Determine how many lines in the material below contain the word "rocky", and give that number without comment.

> _TASK MATERIAL_:
===============

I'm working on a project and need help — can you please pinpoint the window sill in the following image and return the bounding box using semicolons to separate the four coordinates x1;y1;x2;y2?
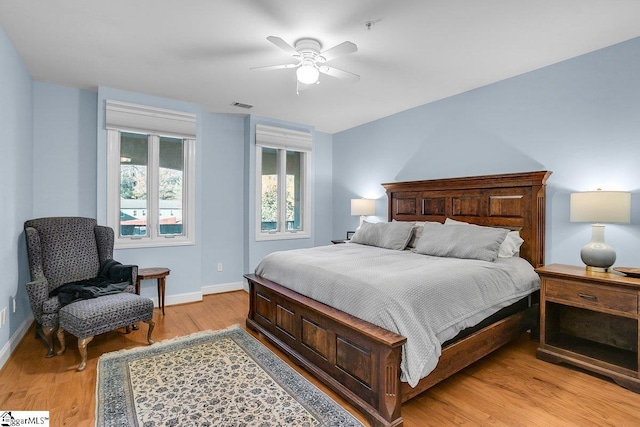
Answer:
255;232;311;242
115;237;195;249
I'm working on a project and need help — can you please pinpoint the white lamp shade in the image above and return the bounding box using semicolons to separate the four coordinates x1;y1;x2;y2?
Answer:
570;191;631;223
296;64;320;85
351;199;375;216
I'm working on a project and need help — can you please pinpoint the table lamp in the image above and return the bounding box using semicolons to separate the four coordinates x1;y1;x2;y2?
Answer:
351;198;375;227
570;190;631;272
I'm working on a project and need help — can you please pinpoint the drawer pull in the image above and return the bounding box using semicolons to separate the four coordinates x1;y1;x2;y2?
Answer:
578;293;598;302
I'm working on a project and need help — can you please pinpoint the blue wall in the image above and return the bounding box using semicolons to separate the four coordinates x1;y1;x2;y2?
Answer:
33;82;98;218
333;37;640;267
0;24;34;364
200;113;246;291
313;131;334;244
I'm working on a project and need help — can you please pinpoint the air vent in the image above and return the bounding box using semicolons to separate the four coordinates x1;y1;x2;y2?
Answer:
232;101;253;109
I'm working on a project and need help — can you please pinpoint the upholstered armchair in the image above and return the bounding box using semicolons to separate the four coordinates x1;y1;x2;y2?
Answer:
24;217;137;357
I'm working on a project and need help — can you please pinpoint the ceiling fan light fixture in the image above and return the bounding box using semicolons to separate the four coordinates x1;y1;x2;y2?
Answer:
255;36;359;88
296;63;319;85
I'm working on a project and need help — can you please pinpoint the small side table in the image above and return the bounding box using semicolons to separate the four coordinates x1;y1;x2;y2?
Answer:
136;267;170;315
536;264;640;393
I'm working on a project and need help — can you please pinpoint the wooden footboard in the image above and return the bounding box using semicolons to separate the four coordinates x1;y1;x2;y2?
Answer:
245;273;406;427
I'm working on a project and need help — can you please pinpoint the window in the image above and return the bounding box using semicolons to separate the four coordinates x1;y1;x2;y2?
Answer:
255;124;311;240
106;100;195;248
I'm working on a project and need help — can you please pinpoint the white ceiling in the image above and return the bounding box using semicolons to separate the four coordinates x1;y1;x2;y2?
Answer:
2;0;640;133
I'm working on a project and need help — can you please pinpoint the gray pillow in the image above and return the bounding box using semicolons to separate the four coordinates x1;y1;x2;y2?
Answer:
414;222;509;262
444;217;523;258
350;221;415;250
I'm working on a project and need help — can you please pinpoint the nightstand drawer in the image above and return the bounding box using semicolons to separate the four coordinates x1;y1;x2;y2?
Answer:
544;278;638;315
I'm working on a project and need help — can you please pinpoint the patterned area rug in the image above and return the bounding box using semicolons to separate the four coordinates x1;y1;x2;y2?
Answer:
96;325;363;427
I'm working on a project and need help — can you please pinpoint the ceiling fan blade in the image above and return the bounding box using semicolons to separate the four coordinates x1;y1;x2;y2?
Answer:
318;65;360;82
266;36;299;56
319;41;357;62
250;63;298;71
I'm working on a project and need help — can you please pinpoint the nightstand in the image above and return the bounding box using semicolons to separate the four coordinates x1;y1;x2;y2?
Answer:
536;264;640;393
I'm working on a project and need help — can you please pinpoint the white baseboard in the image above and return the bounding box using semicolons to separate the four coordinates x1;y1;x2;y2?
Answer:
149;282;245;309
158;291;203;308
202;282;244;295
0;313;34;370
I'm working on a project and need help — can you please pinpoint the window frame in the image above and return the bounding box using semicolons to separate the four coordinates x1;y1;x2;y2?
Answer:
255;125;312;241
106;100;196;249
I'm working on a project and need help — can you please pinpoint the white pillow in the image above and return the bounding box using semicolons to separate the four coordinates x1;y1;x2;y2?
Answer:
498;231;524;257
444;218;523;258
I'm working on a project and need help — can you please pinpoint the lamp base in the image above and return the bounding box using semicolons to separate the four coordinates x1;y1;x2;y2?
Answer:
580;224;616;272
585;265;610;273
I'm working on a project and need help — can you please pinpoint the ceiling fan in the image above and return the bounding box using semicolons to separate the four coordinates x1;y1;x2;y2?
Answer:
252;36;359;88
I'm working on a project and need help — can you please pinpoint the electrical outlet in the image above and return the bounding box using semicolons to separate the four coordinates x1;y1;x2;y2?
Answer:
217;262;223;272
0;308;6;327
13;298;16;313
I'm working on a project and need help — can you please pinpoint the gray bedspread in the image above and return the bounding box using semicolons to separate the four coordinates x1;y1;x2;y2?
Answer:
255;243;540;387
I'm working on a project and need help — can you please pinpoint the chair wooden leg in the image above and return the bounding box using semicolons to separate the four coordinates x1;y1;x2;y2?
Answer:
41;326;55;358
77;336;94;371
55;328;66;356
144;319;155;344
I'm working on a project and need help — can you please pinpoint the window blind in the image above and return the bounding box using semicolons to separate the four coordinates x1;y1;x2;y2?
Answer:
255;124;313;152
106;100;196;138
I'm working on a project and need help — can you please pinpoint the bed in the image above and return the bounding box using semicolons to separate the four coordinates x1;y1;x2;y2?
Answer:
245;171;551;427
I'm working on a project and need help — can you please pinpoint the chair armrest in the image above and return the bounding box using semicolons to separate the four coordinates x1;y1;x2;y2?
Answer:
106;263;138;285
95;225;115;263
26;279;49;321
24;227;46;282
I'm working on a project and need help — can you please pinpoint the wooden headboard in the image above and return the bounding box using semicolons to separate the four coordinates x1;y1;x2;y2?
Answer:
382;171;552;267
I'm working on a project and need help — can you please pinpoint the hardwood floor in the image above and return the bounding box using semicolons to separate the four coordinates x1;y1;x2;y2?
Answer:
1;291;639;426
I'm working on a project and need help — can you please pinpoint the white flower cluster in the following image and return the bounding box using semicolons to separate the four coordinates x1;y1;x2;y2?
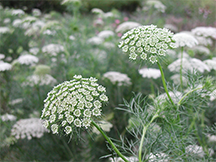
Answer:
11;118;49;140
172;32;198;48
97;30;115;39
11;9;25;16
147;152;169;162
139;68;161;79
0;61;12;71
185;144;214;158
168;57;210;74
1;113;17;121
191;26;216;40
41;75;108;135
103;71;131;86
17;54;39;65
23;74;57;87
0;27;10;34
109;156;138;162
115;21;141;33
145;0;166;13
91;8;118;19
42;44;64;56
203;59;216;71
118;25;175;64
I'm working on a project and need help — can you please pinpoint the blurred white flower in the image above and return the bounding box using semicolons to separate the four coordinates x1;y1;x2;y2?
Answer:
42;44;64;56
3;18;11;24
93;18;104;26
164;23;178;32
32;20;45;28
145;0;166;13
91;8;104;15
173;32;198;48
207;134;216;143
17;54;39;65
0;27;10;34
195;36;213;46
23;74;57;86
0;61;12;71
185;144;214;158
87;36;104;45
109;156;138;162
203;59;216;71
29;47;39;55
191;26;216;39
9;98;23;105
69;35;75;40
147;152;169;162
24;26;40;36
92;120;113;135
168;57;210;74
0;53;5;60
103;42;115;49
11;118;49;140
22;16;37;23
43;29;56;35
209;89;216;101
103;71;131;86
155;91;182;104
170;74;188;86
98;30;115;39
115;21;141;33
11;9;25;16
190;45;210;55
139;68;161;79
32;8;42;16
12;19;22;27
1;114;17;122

===============

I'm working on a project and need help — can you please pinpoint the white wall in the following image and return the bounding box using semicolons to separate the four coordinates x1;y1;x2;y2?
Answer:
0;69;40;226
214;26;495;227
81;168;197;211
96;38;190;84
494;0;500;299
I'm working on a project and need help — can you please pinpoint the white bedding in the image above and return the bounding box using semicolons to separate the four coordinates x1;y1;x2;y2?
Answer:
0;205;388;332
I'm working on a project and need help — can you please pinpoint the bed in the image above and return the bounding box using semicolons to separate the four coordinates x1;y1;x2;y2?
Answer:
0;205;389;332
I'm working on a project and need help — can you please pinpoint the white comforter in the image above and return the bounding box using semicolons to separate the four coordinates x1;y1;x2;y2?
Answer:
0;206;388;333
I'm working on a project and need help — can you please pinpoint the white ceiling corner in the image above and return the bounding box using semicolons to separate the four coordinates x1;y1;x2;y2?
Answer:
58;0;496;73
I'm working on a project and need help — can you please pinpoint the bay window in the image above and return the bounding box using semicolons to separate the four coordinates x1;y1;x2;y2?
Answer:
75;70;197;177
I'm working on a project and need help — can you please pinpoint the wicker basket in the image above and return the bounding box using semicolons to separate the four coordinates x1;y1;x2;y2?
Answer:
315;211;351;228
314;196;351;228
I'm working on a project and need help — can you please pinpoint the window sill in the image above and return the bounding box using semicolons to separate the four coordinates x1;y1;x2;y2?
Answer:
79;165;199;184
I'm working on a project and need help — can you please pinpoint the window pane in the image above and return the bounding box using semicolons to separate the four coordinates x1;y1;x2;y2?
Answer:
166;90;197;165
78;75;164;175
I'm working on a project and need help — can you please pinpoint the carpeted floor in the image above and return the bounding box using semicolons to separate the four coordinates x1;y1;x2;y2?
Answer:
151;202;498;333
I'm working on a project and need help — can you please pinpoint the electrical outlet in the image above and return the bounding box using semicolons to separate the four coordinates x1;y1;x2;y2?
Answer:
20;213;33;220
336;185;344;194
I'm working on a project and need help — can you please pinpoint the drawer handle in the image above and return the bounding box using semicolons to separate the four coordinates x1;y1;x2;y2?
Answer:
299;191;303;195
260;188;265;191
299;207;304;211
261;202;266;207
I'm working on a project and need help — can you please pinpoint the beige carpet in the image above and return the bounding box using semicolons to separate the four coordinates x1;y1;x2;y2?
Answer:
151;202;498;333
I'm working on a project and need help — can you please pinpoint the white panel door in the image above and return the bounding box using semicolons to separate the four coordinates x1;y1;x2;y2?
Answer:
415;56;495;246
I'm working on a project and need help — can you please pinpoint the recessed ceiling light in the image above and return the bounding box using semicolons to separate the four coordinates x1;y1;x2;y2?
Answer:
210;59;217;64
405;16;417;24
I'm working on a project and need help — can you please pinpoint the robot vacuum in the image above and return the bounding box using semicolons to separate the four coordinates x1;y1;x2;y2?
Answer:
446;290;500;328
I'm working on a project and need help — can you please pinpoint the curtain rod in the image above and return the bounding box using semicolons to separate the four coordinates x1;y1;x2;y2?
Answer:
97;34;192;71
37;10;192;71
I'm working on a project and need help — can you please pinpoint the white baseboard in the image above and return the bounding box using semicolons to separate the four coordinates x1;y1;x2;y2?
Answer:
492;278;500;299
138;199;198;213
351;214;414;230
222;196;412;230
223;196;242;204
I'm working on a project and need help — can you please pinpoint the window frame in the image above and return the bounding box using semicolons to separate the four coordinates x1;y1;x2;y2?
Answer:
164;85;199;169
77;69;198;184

===============

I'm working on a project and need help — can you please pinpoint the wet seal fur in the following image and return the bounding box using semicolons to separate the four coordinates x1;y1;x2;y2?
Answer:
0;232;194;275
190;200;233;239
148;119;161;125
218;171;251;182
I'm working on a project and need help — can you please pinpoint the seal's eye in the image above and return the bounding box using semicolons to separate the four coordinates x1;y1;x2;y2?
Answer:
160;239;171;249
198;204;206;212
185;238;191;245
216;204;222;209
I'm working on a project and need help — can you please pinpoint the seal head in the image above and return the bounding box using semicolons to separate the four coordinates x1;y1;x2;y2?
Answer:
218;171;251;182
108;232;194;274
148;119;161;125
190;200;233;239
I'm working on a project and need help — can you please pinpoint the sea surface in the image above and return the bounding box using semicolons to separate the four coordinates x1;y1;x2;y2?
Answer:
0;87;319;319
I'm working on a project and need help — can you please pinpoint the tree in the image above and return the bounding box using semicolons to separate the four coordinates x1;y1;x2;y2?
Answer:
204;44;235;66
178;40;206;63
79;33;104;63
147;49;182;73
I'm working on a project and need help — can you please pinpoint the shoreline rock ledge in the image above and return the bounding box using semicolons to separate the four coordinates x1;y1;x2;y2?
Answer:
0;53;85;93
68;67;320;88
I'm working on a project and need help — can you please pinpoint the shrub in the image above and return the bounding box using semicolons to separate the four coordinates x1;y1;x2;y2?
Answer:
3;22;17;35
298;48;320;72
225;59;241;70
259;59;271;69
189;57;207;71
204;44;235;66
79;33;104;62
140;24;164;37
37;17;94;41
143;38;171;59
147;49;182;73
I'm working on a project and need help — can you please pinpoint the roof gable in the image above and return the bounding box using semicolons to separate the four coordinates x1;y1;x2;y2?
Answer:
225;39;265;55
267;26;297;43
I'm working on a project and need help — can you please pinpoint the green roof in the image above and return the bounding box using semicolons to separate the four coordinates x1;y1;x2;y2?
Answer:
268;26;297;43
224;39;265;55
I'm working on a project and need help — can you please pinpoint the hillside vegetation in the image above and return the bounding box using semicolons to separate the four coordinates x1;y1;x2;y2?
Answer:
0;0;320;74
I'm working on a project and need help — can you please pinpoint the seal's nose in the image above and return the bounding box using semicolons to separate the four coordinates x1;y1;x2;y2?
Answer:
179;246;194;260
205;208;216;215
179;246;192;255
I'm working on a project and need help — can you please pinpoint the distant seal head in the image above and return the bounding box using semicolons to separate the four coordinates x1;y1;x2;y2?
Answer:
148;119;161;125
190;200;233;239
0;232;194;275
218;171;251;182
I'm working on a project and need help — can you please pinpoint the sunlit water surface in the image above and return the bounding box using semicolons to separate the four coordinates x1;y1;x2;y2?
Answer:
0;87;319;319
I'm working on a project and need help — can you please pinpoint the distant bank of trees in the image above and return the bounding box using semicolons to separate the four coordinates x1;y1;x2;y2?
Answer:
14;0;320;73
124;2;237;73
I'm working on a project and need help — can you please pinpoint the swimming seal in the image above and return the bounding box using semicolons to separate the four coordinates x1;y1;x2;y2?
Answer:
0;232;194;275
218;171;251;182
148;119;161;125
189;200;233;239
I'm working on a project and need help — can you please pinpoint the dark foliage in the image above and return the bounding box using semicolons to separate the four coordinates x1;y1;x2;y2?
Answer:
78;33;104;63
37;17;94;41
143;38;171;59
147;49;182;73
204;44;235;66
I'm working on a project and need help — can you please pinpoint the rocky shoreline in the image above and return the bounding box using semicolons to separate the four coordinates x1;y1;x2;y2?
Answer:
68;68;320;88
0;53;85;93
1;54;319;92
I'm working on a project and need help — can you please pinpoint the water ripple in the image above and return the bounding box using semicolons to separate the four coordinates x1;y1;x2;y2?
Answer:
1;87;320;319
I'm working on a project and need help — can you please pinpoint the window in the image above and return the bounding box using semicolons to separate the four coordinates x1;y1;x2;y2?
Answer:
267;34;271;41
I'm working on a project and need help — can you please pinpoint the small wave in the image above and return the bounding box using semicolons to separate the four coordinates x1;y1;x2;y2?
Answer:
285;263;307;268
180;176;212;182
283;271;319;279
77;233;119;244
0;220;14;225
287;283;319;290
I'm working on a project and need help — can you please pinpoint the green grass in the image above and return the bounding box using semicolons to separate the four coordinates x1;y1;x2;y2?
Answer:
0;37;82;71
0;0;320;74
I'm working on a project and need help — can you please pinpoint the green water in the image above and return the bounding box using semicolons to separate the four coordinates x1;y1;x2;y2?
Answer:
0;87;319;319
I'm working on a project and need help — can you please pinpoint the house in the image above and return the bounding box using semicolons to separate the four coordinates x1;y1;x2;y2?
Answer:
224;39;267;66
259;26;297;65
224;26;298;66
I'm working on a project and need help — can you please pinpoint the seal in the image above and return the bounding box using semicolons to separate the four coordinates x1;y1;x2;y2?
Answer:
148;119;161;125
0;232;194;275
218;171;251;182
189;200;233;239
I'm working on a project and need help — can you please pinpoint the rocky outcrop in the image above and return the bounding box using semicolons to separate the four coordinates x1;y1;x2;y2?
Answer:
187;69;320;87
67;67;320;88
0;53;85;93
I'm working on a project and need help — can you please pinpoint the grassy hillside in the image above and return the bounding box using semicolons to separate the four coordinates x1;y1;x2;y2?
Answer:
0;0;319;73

===============

> _YOUR RESPONSE_: 2